Hi Keith
Whether NZ is an ice age bolthole or not they have a lot of methane there:
its a country of 50 million sheep (and as the joke goes, three million of
them are human beings).  The problem is connecting all those millions of
little perambulating little generators to a pipeline.
Tasmania is the same latitude, not far away, and the mountains are a lot
smaller but are well scoured by glaciers, so it must have been pretty cold
in this end of the world  ten thousand or so years ago.

Sure you can compress methane, just that there are easier ways.  And as for
the Harold Bates car driven by methane at atmospheric pressure, that gives
about 18 grams per cubic foot.  A 40 cubic foot bag would fill the entire
'53 Hillman with the passenger seats removed for about 600 grams of
hydrocarbons, which should supply a similar magnitude of energy to  a litre
of petrol, and a Hillman ought to get about 10 km.per litre.  Considering
the wait for the chicken manure to anaerobically ferment in the generator,
I'd save my thirty dollars, put the three gallons of chicken --- on the
garden and ride a bike.

Instead of considering how we can continue to drive our behemoths (like 6
litre Fords or ancient Hillmans) on a substitute for dino fuel, just
consider how far you could go with say a recliner bike with a 50cc or
smaller assist running from say a 5 litre tank of liquid propane behind the
seat.   Odourless, easy and very advantageous- I converted a new 2 cyl. 17
hp petrol engine to LP - it took an ordinary barbecue type regulator to a
solenoid shut off valve to demand regulator like a scuba mouthpiece (with
priming button)  -to a little 3/8ths tube loctited into the carby in place
of the main jet, and a hollow idle needle, the kit cost about $300 and I
never would have paid that much if I had known how simple it was.

Extracted data entries:
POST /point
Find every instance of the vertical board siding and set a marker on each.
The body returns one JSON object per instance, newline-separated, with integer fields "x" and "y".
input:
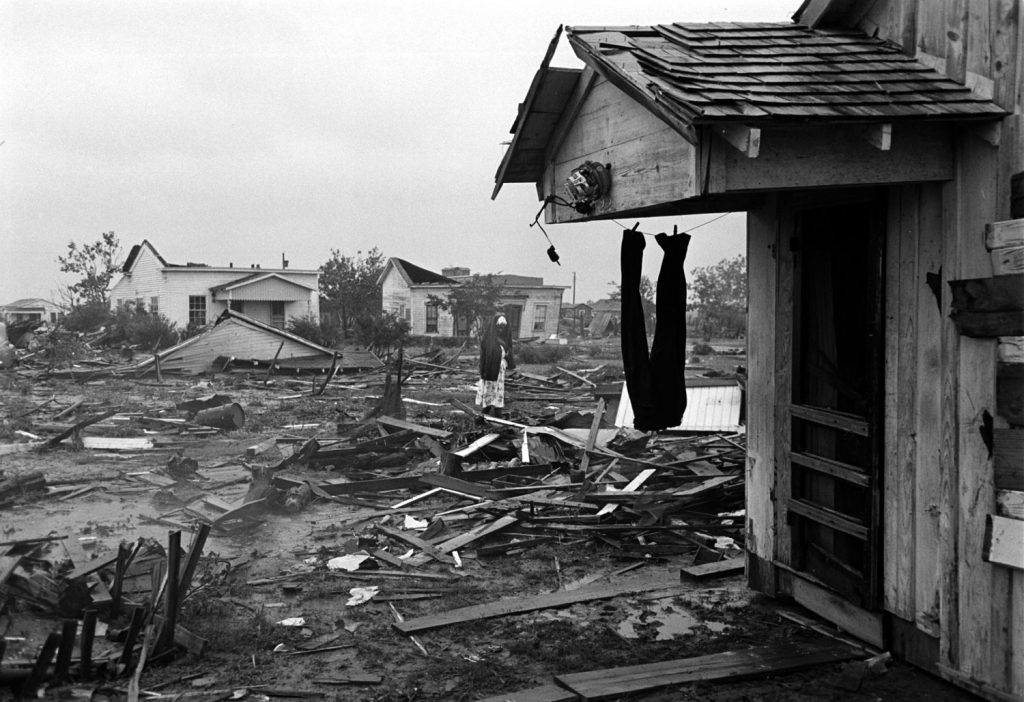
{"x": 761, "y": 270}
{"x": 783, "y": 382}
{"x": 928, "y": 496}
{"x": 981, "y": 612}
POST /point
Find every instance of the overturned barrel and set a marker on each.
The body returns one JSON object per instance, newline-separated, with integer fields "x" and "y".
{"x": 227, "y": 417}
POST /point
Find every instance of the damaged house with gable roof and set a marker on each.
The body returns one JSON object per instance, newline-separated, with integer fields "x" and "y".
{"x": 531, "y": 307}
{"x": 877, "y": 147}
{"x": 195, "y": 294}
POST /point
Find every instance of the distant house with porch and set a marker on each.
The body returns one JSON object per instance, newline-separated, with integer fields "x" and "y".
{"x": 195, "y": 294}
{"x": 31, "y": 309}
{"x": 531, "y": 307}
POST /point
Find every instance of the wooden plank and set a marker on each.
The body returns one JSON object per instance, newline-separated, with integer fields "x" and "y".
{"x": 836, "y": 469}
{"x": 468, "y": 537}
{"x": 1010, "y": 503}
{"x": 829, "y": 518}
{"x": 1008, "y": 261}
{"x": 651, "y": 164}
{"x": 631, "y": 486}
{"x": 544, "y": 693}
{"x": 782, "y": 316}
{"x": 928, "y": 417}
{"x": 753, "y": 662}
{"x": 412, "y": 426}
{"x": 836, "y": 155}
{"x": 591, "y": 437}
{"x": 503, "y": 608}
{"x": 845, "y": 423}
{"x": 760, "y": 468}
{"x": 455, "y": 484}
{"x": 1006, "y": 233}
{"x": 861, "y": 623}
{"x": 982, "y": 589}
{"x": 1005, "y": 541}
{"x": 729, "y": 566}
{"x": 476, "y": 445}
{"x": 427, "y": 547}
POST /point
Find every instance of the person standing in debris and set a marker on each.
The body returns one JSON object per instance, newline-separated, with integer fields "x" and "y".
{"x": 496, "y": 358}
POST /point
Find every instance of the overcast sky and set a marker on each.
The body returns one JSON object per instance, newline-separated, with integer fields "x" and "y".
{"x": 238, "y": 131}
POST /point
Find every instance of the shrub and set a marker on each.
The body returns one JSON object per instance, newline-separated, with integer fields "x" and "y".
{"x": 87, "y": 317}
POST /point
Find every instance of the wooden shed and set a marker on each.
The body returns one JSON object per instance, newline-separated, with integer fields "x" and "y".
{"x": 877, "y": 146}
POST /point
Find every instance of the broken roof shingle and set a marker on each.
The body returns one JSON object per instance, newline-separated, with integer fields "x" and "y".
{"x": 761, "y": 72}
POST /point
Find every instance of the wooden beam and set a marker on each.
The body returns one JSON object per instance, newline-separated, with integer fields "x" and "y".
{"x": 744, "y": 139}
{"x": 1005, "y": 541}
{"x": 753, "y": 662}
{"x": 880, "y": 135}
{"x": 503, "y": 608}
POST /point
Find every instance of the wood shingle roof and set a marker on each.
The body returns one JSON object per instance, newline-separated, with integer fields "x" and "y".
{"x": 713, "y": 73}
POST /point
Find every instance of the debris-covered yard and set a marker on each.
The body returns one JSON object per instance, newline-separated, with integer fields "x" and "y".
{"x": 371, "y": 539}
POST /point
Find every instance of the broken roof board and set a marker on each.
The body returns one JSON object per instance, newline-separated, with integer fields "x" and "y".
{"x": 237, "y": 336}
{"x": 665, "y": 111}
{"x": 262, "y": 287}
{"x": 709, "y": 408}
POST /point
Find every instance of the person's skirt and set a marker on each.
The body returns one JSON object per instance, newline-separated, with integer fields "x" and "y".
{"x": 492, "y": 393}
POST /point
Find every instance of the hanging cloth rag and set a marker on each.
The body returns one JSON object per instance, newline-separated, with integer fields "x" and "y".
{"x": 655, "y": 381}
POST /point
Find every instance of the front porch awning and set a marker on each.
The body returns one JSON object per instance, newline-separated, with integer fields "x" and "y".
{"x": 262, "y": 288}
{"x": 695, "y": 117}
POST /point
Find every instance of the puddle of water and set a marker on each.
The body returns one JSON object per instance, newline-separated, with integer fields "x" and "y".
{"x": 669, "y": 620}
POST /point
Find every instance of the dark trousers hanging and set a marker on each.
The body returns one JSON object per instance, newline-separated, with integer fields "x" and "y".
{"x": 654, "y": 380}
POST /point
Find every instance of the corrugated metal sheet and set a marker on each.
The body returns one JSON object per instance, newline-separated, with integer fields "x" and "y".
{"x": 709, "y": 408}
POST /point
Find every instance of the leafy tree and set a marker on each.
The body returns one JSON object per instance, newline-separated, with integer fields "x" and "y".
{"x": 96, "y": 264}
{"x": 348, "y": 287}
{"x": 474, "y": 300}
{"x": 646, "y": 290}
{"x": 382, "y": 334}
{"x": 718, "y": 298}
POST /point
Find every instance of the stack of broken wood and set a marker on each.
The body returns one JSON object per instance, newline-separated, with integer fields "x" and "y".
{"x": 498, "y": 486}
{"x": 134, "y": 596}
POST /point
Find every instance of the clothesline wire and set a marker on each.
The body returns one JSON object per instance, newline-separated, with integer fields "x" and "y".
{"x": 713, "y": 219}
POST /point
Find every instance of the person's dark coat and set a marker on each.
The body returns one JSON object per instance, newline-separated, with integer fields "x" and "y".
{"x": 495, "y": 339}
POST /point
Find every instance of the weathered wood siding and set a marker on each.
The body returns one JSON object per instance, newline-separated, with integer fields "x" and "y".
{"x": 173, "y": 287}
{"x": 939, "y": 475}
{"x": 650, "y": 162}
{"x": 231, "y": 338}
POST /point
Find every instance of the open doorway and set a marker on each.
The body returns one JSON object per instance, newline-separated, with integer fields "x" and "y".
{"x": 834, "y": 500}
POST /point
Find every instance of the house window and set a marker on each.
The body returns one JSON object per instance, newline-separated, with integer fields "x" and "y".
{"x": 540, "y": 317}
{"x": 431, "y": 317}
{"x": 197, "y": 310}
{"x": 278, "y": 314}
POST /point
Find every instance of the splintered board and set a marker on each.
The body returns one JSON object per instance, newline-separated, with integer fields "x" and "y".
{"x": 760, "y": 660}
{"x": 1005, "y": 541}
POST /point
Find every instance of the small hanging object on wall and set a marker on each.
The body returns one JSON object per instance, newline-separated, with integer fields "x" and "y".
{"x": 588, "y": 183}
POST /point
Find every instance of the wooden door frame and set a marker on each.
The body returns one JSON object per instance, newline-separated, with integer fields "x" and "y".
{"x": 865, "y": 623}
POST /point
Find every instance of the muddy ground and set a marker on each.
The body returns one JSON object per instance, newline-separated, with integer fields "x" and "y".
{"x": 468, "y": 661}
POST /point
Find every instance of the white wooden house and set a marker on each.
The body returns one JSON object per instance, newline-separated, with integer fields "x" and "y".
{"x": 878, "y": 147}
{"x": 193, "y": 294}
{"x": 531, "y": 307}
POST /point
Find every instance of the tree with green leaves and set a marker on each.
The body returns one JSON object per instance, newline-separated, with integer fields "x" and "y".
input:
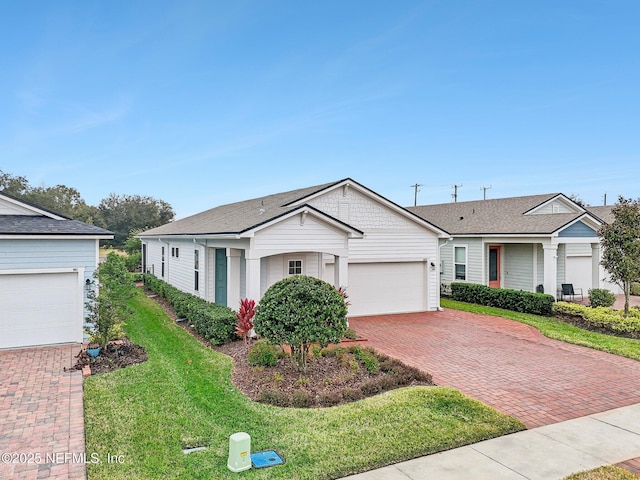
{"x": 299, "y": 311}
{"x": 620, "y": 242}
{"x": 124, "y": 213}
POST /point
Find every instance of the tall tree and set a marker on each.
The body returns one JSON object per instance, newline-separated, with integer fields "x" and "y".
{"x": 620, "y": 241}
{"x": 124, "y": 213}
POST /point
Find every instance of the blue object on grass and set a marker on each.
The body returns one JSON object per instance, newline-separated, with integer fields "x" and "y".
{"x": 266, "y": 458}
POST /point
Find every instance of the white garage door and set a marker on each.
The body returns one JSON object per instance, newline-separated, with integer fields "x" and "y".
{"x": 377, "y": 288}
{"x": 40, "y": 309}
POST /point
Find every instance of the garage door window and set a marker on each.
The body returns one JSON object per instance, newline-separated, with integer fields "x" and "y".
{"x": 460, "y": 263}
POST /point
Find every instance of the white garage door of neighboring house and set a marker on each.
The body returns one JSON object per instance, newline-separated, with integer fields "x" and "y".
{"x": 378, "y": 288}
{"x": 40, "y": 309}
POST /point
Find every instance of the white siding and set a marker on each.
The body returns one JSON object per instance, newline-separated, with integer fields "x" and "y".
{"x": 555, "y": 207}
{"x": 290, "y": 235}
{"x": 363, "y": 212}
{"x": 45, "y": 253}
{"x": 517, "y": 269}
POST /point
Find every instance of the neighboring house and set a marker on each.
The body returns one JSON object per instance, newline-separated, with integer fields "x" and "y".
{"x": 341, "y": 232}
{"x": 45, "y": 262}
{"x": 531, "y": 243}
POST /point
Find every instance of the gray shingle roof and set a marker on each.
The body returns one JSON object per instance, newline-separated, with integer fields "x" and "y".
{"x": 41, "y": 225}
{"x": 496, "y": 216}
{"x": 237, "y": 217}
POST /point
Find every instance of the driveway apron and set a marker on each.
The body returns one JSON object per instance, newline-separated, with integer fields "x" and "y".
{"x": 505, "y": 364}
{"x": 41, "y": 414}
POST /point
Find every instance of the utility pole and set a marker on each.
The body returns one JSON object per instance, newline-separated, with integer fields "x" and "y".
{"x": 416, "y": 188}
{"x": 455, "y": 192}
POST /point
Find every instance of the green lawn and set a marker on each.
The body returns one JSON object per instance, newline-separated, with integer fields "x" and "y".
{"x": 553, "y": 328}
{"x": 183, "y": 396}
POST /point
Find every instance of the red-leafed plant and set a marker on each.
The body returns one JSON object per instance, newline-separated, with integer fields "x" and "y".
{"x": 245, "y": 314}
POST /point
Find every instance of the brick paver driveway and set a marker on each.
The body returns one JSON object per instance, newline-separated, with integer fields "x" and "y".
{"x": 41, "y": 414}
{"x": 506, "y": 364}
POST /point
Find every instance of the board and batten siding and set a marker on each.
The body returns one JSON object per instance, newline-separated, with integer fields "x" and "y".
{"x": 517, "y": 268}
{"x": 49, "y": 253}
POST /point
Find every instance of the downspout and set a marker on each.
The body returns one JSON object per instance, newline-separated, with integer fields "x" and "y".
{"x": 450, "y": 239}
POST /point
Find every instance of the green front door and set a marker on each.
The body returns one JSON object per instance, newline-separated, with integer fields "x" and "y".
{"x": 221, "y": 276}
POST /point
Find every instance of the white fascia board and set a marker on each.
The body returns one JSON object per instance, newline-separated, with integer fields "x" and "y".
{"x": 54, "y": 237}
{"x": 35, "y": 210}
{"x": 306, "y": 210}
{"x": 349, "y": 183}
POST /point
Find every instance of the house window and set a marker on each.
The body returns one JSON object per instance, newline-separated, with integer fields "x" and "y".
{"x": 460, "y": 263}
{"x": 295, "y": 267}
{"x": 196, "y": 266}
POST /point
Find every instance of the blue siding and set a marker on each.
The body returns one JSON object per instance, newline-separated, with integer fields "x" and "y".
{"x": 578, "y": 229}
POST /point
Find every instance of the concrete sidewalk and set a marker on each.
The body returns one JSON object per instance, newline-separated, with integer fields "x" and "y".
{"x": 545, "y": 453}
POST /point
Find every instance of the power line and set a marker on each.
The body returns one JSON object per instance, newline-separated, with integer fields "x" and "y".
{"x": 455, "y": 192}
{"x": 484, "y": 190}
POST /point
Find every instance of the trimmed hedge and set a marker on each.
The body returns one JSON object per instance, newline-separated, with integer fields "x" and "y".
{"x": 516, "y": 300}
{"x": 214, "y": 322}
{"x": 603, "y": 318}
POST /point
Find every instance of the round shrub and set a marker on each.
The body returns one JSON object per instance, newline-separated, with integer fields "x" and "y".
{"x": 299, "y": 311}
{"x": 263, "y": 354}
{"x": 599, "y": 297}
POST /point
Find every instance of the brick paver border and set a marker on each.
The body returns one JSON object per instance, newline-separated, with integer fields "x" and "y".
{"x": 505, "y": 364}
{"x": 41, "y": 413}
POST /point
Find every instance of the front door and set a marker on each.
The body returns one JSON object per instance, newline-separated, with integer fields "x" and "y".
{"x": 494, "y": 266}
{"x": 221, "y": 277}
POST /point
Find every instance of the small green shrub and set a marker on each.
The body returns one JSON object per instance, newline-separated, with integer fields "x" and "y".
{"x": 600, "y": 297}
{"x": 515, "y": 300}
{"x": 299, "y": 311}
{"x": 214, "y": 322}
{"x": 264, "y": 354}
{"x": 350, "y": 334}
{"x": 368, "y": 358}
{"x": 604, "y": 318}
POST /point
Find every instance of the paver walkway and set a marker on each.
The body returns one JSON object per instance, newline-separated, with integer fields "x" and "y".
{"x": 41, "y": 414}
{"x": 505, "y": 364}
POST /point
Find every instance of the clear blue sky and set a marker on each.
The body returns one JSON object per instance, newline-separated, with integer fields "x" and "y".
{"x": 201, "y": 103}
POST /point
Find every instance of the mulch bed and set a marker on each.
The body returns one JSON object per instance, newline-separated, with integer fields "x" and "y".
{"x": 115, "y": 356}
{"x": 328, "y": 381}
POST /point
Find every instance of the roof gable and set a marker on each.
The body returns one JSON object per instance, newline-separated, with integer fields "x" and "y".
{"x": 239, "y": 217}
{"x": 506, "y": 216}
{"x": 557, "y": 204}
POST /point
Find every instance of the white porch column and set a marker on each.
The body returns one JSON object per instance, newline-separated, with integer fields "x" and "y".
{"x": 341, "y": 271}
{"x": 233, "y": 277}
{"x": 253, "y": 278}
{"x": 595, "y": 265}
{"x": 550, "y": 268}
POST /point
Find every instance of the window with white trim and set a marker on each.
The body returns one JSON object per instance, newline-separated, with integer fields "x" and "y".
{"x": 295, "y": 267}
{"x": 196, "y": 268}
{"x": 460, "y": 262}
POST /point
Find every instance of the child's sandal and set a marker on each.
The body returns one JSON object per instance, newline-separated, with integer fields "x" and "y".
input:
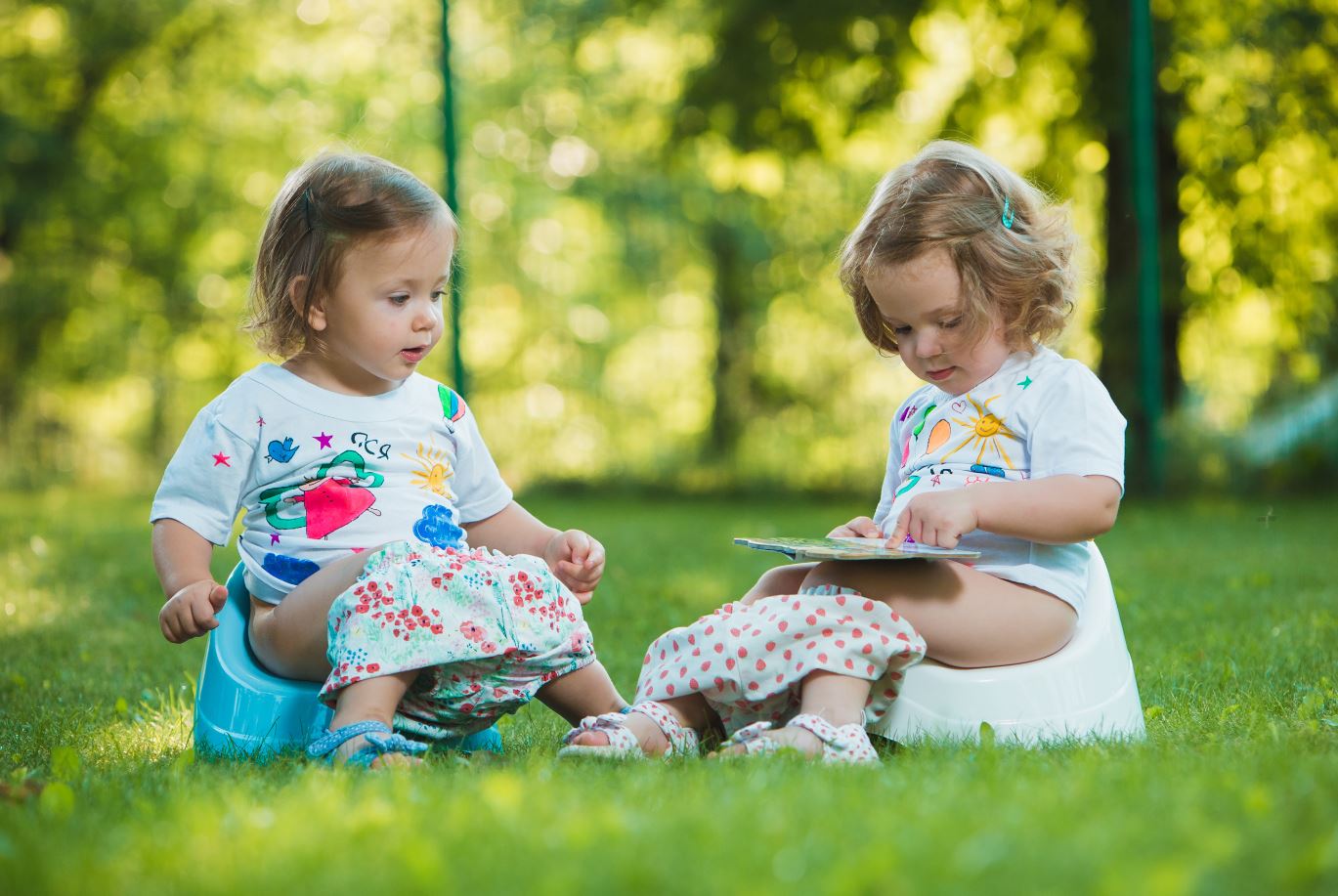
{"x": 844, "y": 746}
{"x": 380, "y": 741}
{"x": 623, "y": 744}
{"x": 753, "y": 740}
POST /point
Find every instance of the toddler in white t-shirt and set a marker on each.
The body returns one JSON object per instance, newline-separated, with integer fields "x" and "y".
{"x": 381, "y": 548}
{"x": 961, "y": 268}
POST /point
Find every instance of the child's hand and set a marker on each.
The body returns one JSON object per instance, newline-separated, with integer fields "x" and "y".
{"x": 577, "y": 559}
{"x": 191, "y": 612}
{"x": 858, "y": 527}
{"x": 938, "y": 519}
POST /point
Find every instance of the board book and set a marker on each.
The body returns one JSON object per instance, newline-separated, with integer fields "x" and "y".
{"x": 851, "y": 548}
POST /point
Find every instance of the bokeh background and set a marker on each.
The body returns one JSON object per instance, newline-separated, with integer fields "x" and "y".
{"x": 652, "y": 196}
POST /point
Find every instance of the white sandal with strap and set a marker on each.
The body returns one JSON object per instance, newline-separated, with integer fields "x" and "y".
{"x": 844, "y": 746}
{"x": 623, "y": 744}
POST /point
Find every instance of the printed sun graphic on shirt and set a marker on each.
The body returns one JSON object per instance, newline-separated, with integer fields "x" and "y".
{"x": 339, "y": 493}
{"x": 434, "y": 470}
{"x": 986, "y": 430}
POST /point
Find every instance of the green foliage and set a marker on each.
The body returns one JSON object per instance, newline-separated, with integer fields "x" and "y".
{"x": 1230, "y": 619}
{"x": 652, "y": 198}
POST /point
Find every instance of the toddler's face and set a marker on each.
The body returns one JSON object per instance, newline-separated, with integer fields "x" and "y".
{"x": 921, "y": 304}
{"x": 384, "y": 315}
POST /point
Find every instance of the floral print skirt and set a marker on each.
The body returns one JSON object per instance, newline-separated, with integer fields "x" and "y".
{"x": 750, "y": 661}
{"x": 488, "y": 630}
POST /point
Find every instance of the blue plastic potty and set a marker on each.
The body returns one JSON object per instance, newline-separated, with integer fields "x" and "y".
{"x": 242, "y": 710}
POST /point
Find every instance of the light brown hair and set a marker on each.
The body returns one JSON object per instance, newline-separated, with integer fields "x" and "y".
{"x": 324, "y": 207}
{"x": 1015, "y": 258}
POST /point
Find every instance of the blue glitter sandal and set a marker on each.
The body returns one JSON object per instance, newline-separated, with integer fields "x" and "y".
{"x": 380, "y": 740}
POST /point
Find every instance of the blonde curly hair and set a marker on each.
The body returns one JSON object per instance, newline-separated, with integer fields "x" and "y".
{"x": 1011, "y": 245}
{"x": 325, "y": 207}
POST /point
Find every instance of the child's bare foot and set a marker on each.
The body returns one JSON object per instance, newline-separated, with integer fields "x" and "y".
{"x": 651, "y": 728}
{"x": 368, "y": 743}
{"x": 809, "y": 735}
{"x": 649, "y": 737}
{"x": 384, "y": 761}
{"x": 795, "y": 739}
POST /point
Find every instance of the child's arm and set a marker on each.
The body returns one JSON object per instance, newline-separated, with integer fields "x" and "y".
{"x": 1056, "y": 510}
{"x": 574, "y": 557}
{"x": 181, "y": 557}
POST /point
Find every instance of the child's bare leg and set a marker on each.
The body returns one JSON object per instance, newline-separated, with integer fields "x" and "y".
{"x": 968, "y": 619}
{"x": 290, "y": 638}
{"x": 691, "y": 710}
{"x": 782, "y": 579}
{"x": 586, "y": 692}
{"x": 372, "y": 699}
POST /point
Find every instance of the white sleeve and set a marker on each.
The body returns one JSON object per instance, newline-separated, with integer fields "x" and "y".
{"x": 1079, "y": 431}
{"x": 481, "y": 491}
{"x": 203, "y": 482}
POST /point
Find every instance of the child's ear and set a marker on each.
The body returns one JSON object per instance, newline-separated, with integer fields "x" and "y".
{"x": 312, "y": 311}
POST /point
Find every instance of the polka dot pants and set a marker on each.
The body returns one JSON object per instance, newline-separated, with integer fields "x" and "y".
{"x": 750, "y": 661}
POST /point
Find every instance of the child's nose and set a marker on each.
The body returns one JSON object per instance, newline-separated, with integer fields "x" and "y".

## Aim of the exercise
In the text about methane and propane fuel, roughly how much did the kit for converting the 2-cylinder petrol engine to LP cost?

## Full response
About $300.